So, back to my title — the "Blitz Spirit." During the 2nd World War, London was bombed to buggery, but the people got together, and London became a united city. The legendary blitz spirit was born — we had a common enemy, and we would fight them, and we would win. After the bombings of the 7th July, that spirit arose again, but only for a very short while before people carried on with their lives and their petty arguments again. Everyone needs a villain.
In Freemasonry we have no enemy — there is no collective bad guy, there's nothing nasty that we, as a group, aim at. Instead, we all have positive goals and aspirations to aim towards — a lodge raising a certain sum of money together for a certain project, that sort of thing. Ten Pounds would say that if your lodge has ever had a disagreement with your grand master, for a month or two your lodge has never been closer — everyone has a collective negative target, that sort of thing. When everyone's just ticking along nicely, with past masters just rotating through the chairs (as we are seeing far too often in England) small bickering and arguments break out, over absolutely nothing — and the next thing you know, someone has resigned from the lodge. It's a great shame.
But more than that though, the "struggle" of Freemasonry is not an external struggle — it is an internal struggle with oneself struggling against his inner demons — to control his passions, to lead a better, more moral life. When we are only fighting ourselves, it is very easy to get wrapped up in that struggle — and so become disjointed from our brothers (who all have their own private battles).

> _Data section_:

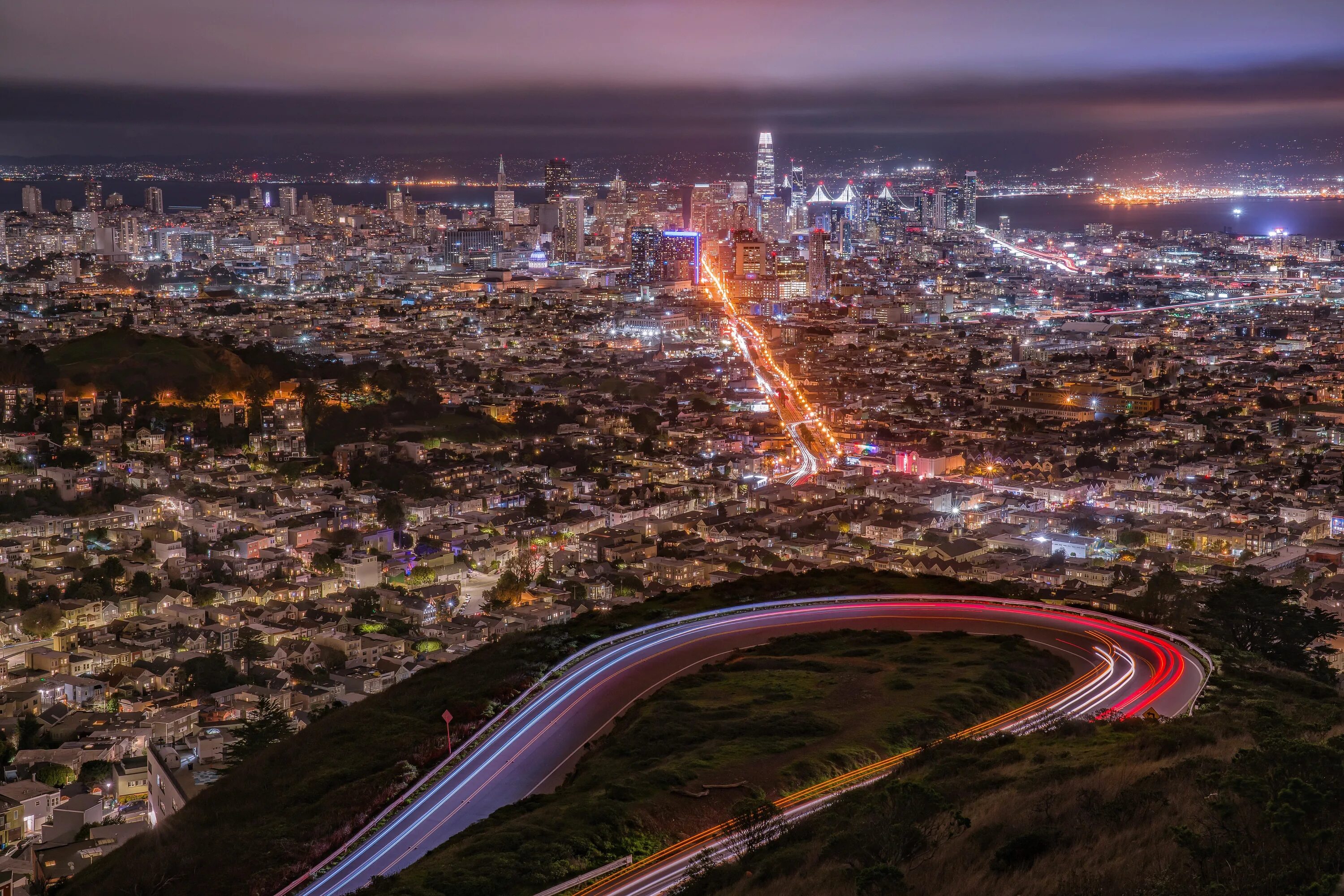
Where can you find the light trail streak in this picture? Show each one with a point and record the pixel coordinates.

> _Work instruction 1_:
According to the Blitz spirit passage, when did that spirit arise again in London?
> _Work instruction 2_:
In the Blitz spirit passage, why would a lodge grow closer for a month or two after a disagreement with its grand master?
> _Work instruction 3_:
List everything the Blitz spirit passage says a man struggles to do in the internal struggle of Freemasonry.
The lines after the text have no connection to it.

> _Exercise answer 1_:
After the bombings of the 7th July, though only for a very short while.

> _Exercise answer 2_:
The disagreement gives everyone in the lodge a shared negative target. The passage holds that people unite when they have a common enemy.

> _Exercise answer 3_:
- Struggle against his inner demons
- Control his passions
- Lead a better, more moral life